#### Data section
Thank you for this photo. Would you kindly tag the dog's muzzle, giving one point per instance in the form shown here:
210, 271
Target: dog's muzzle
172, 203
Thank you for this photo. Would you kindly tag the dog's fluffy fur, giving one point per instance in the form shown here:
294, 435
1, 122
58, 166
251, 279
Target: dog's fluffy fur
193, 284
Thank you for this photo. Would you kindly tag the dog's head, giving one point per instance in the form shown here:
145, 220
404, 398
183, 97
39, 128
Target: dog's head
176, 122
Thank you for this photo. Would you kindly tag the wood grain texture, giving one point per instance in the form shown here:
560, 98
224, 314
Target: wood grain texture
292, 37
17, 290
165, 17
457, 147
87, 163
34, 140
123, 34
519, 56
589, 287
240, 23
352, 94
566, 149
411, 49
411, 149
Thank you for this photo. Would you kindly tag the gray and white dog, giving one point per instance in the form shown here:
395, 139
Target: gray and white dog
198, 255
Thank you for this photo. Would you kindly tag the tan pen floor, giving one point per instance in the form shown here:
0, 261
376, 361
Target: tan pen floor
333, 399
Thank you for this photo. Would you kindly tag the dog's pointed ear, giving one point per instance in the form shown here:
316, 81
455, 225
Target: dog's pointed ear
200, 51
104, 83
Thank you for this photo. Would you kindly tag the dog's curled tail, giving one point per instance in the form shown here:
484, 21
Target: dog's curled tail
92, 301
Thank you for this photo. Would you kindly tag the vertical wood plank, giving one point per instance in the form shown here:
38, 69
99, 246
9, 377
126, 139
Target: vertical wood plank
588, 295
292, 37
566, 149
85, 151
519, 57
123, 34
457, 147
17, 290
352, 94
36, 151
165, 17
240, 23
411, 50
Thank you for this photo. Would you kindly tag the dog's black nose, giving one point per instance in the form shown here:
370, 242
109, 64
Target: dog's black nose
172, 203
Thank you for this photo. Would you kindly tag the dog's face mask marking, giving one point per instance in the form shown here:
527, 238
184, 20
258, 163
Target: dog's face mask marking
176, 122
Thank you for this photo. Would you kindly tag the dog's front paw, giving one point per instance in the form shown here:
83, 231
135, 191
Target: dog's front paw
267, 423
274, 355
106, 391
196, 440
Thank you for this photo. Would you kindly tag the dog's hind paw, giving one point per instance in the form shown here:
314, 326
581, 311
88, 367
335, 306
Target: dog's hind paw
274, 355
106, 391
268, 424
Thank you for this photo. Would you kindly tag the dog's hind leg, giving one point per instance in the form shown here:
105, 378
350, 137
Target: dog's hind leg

#### Task to carry out
Once you have read the records above, please copy them out exactly.

#### Solution for this problem
Thank you for this photo. Would you kindly tag the dog's muzzle, giving one point per instance in the form shown here:
210, 271
Target: dog's muzzle
172, 203
Thank you for this photo. Would you kindly tag the dog's fluffy fur, giving one point per instance in the form shown here:
294, 435
1, 122
58, 166
251, 279
Target: dog's fluffy fur
193, 284
Thank you for this photo. Would you kindly tag the dog's head, giving one point per instance in the form shown here:
145, 220
404, 398
183, 97
39, 128
Target: dog's head
176, 122
Thank you for this photo. Would you kindly tag the wood grain texture, giving one point per instance in the form shown here:
560, 98
224, 314
Target: wood grain texture
292, 37
17, 290
165, 17
457, 147
87, 163
34, 140
123, 34
519, 56
589, 287
240, 23
352, 94
566, 149
411, 49
411, 149
Thank you for this photo. Would you kindly tag the gray and white dog, giving one point per instance in the form shown here:
395, 139
Target: gray and white dog
198, 255
Thank you for this photo. Would you kindly tag the tan pen floor, giving one point per instance in the form shown here:
0, 261
376, 361
Target: tan pen floor
333, 399
Thank you for this photo. Would you kindly tag the dog's pointed ear, giving one point per instance in the form shown here:
316, 81
455, 225
Target: dog's pointed ear
200, 51
104, 83
Thank you for this photo. Would you kindly tag the dog's curled tail, giving one point per instance in the form shown here:
484, 21
Target: dog's curled tail
92, 301
Thank you for this photo. Would you kindly tag the vertical wood plank, giving one point per instance in the form shown here:
38, 69
99, 246
9, 377
126, 139
Target: vertical wood plank
588, 295
292, 37
566, 149
85, 151
519, 57
123, 34
457, 147
17, 290
352, 94
36, 151
165, 17
240, 23
411, 50
Thank you for this photo. Would you kindly tag the dog's black nose, giving one point per instance in the form shown here:
370, 242
109, 64
Target: dog's black nose
172, 203
Thank you for this photo. Would you kindly tag the dog's face mask marking, giving one point per instance in the form shown here:
527, 238
184, 20
258, 163
Target: dog's face mask marking
176, 122
Thank you for this photo. Would you kindly tag the dog's front paw, giving one point per instance in the form shown here:
83, 231
135, 191
Target: dog's front paw
267, 423
274, 355
106, 391
196, 440
Thank you for this photo. Would you kindly tag the dog's hind paw, giving one point per instance in the form shown here:
314, 326
581, 311
88, 367
335, 306
Target: dog's hind paw
274, 355
106, 391
268, 424
Thank you for this photo. Would you kindly tag the dog's hind leg, giving one point per instance in the form shown here:
105, 378
350, 137
Target: dog's hind leg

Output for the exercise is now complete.